• _Passage to read_:
________
ABSTRACT

Alexander Thomas and Stella Chess have had a lifelong professional interest in the study of individual differences in development. My own association with them coincided with the inception of the centerpiece of this interest, the New York Longitudinal Study (NYLS). As a medical student moonlighting as a research assistant, I had the great good fortune to participate, together with their collaborators, Herbert Birch and Sam Korn, in the development of methods of data collection and analysis that permitted the definition of individual differences in temperament. One of the most robust findings of this ongoing investigation of the developmental course of temperament organization in a sample of 133 children born to middle-class parents living in New York City and its surrounding suburbs during the mid-1950s is the association between the constellation of “difficult” temperamental attributes and the emergence of behavior disorder. The identification of “difficult” temperament as a condition of risk has had far-reaching implications for the understanding of the pathogenesis and treatment, as well as for the prevention, of psychopathology during childhood. Clinicians and researchers alike have sought to further clarify mechanisms that operate to enhance the deleterious consequences of “difficult temperament” or diminish its impact. Children born prematurely are also at increased risk of delayed, deviant, or disordered development—and it is particularly fitting that a selected review of factors involved in individual differences among low-birth-weight children be included in a collection of papers honoring Chess and Thomas's contributions to child development and child psychiatry.
________
(Lines from a dataset)
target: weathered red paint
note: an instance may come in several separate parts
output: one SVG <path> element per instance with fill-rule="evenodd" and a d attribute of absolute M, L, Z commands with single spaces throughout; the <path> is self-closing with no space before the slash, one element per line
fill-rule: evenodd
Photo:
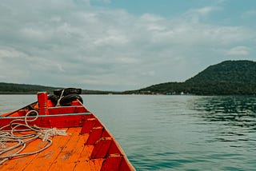
<path fill-rule="evenodd" d="M 32 107 L 39 116 L 30 125 L 67 129 L 69 136 L 54 137 L 49 149 L 38 155 L 14 157 L 0 165 L 0 170 L 134 170 L 110 133 L 78 101 L 69 106 L 55 107 L 47 99 L 47 93 L 38 93 L 38 102 L 33 106 L 0 115 L 0 127 L 24 118 Z M 43 145 L 33 142 L 24 151 L 38 145 Z"/>

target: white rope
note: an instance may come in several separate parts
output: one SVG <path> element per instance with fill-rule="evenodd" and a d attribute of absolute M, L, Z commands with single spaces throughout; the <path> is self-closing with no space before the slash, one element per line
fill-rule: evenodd
<path fill-rule="evenodd" d="M 33 113 L 34 113 L 36 116 L 31 119 L 29 116 Z M 38 117 L 38 113 L 36 110 L 30 110 L 26 114 L 24 119 L 13 120 L 9 125 L 0 128 L 0 165 L 14 157 L 32 155 L 45 150 L 52 144 L 52 140 L 50 139 L 50 137 L 56 135 L 67 135 L 66 133 L 66 129 L 40 128 L 37 125 L 30 126 L 28 124 L 28 122 L 36 121 Z M 24 124 L 21 122 L 24 122 Z M 26 129 L 17 129 L 20 126 L 25 127 Z M 6 127 L 10 127 L 10 129 L 2 130 Z M 25 131 L 30 131 L 32 133 L 27 134 L 21 133 Z M 19 135 L 16 135 L 14 133 L 20 133 Z M 37 139 L 41 139 L 42 141 L 47 141 L 47 144 L 37 151 L 23 153 L 21 153 L 30 142 Z M 8 153 L 8 154 L 6 154 L 6 153 Z"/>

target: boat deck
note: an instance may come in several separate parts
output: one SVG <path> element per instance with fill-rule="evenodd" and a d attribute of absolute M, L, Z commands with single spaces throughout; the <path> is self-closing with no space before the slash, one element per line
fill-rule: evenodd
<path fill-rule="evenodd" d="M 47 107 L 40 108 L 39 103 L 38 113 L 34 110 L 37 106 L 34 105 L 34 110 L 26 106 L 0 115 L 2 133 L 26 121 L 26 125 L 65 129 L 67 135 L 50 137 L 46 141 L 43 141 L 42 137 L 32 141 L 29 141 L 30 137 L 26 137 L 24 141 L 28 141 L 26 148 L 18 147 L 11 150 L 8 149 L 15 146 L 18 142 L 12 140 L 6 141 L 5 137 L 2 137 L 0 170 L 135 170 L 114 137 L 81 102 L 74 101 L 68 106 L 54 107 L 50 101 L 46 100 L 43 104 L 47 104 Z M 37 115 L 28 115 L 30 112 Z M 33 131 L 17 130 L 14 134 L 27 136 Z M 24 153 L 44 149 L 50 141 L 50 146 L 40 153 L 23 156 Z M 1 146 L 3 145 L 6 147 Z M 22 156 L 11 157 L 15 153 Z"/>
<path fill-rule="evenodd" d="M 53 144 L 47 149 L 34 155 L 14 157 L 0 165 L 0 170 L 102 169 L 105 159 L 91 158 L 94 145 L 86 145 L 89 133 L 81 134 L 80 132 L 81 128 L 69 128 L 66 131 L 68 135 L 54 137 Z M 45 146 L 46 143 L 37 139 L 22 153 L 38 150 Z M 118 167 L 118 165 L 115 166 Z"/>

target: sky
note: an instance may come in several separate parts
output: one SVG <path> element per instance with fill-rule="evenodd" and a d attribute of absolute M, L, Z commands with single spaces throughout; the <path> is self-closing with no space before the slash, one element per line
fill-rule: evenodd
<path fill-rule="evenodd" d="M 128 90 L 256 59 L 254 0 L 2 0 L 0 82 Z"/>

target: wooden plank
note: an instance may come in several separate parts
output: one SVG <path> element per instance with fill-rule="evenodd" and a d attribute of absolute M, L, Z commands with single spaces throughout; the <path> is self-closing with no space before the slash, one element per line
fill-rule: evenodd
<path fill-rule="evenodd" d="M 40 153 L 27 167 L 24 168 L 25 170 L 31 170 L 34 168 L 37 168 L 38 170 L 46 170 L 46 168 L 50 168 L 61 151 L 66 147 L 71 137 L 78 133 L 78 129 L 70 128 L 66 131 L 67 136 L 55 136 L 53 137 L 51 146 Z"/>
<path fill-rule="evenodd" d="M 22 151 L 22 153 L 34 152 L 40 149 L 41 148 L 46 145 L 46 142 L 42 142 L 42 140 L 37 139 L 30 143 Z M 26 167 L 26 165 L 29 165 L 31 161 L 38 154 L 29 155 L 26 157 L 16 157 L 12 158 L 10 161 L 7 161 L 0 166 L 1 170 L 22 170 L 22 168 Z"/>
<path fill-rule="evenodd" d="M 70 137 L 69 143 L 66 144 L 53 165 L 49 168 L 50 170 L 74 169 L 85 146 L 84 136 L 81 135 L 79 132 L 80 129 Z"/>
<path fill-rule="evenodd" d="M 103 163 L 102 158 L 98 158 L 89 161 L 80 161 L 78 162 L 74 171 L 86 170 L 86 171 L 100 171 Z"/>

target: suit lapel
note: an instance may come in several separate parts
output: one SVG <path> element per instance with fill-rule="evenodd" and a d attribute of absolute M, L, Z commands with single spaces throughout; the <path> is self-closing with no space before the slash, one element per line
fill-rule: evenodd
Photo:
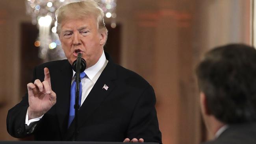
<path fill-rule="evenodd" d="M 73 75 L 71 65 L 67 61 L 65 61 L 58 72 L 56 74 L 56 79 L 54 81 L 56 83 L 53 85 L 56 85 L 58 88 L 56 89 L 56 113 L 63 138 L 67 131 L 69 111 L 70 87 Z"/>

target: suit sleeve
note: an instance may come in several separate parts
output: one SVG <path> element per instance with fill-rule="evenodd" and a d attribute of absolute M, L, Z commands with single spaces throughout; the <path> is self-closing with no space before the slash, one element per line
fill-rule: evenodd
<path fill-rule="evenodd" d="M 162 143 L 155 104 L 154 92 L 149 85 L 137 102 L 128 129 L 128 138 L 143 138 L 145 142 Z"/>
<path fill-rule="evenodd" d="M 33 71 L 32 82 L 36 79 L 35 68 Z M 12 137 L 17 138 L 24 138 L 31 133 L 25 127 L 25 118 L 29 106 L 28 96 L 27 92 L 20 102 L 11 109 L 6 118 L 7 131 Z"/>

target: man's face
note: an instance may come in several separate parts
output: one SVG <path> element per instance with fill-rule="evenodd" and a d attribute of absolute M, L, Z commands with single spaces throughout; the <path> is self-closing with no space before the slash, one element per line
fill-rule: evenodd
<path fill-rule="evenodd" d="M 94 65 L 103 51 L 106 35 L 99 30 L 94 17 L 82 19 L 67 18 L 63 21 L 59 37 L 62 48 L 72 65 L 78 53 L 86 61 L 86 68 Z"/>

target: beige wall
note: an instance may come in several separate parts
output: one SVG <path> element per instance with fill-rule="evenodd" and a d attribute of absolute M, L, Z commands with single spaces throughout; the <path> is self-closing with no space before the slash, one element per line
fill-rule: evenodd
<path fill-rule="evenodd" d="M 200 141 L 195 65 L 210 48 L 249 43 L 249 0 L 117 0 L 122 65 L 154 88 L 163 143 Z M 0 0 L 2 140 L 14 139 L 5 124 L 7 109 L 20 100 L 20 24 L 30 20 L 24 6 L 22 0 Z"/>

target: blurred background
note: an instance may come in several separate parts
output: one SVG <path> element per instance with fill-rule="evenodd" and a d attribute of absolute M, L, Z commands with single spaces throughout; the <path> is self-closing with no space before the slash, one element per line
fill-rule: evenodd
<path fill-rule="evenodd" d="M 1 140 L 22 140 L 7 133 L 6 118 L 26 92 L 33 68 L 65 58 L 54 33 L 56 19 L 39 22 L 40 15 L 51 16 L 67 1 L 0 0 Z M 212 137 L 201 117 L 195 68 L 215 46 L 253 45 L 253 0 L 100 2 L 109 31 L 105 50 L 154 87 L 163 143 L 195 144 Z"/>

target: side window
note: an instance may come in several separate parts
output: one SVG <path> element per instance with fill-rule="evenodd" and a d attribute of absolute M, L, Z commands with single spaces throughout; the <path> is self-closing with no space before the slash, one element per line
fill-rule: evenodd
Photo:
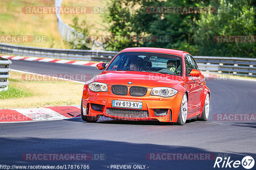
________
• _Task directions_:
Please list every person named in the abstract above.

• _Response to this exercise_:
Alexander Thomas, Stella Chess, Herbert Birch, Sam Korn